* _WHAT THE EXERCISE ASKS_: Extract each line holding the word "dress" from the entries.

* _EXCERPTED DATA_:

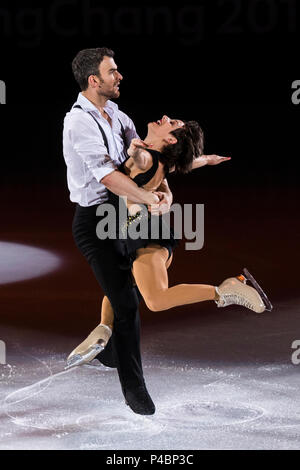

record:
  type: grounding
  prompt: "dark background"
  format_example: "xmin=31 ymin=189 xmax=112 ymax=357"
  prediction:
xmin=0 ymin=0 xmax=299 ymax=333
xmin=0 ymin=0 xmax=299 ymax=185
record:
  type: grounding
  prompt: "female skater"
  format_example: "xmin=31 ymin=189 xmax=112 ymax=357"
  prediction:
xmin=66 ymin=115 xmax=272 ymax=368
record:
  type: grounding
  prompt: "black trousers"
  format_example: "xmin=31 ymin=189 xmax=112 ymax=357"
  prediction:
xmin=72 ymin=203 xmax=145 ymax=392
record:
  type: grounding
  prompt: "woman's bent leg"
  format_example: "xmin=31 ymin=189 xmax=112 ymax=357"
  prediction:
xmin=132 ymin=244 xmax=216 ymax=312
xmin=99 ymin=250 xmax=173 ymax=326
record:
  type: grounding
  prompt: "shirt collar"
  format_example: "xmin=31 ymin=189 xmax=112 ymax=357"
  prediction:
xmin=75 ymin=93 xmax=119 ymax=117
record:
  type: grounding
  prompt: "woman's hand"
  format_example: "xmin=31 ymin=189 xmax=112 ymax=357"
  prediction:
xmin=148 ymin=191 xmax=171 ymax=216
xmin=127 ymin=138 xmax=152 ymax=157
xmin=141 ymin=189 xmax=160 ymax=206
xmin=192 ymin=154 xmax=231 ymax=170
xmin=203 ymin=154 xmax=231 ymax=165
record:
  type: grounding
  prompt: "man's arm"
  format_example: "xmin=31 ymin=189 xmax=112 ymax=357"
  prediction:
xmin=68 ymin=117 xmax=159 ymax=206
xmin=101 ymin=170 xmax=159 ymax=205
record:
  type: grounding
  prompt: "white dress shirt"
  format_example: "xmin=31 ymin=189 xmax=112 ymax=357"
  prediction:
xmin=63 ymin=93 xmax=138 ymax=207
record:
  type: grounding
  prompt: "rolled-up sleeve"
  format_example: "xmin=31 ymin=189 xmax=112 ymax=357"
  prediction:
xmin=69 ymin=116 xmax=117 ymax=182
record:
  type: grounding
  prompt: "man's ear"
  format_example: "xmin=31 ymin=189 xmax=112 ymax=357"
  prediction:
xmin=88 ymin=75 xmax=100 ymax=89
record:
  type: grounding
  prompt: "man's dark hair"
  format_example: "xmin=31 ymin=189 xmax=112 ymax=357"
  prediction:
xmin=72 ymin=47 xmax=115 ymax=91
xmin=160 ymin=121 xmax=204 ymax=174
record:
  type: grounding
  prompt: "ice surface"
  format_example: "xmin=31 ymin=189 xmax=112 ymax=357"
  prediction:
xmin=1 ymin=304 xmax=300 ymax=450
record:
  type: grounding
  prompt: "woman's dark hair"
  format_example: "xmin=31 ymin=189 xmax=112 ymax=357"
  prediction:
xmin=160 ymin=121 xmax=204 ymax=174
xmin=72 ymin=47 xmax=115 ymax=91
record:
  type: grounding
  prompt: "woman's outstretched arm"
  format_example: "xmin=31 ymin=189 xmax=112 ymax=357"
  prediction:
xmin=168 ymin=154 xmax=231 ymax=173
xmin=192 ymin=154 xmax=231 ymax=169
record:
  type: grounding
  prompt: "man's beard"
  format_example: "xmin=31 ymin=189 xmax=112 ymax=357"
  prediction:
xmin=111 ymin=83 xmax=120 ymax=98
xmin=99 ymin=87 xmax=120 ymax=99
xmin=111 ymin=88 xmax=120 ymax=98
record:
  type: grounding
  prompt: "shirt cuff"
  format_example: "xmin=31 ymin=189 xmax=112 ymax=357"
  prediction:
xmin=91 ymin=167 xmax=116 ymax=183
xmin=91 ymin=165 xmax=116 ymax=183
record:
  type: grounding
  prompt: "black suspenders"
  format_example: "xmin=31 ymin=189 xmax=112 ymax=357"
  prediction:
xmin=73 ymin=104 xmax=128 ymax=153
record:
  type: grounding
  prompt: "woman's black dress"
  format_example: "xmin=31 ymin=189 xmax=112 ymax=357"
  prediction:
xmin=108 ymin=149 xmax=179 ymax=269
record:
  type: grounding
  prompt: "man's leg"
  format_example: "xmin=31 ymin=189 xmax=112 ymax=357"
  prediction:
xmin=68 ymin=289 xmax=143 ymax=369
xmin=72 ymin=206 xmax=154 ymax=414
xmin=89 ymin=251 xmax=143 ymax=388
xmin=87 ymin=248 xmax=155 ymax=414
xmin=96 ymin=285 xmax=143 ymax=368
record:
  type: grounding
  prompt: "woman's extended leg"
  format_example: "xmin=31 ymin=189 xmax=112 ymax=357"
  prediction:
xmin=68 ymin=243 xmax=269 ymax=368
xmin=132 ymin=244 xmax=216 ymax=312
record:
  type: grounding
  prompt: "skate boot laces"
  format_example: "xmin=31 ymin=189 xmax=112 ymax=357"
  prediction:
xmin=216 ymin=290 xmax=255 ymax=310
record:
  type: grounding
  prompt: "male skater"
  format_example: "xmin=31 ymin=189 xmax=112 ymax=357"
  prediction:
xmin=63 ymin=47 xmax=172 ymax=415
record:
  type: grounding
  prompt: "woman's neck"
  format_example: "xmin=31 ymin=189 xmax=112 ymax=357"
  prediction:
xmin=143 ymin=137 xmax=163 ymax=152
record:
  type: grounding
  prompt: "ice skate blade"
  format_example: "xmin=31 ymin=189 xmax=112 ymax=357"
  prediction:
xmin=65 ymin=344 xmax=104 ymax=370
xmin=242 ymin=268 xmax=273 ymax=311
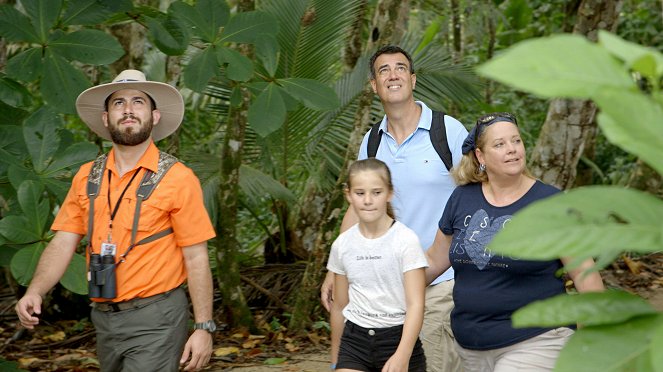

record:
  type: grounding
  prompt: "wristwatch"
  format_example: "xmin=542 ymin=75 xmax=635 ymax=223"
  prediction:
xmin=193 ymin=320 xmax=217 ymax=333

* _ANSWER FOR THE TASK_:
  prompt: "white dress shirt"
  prompt: "woman's black dress"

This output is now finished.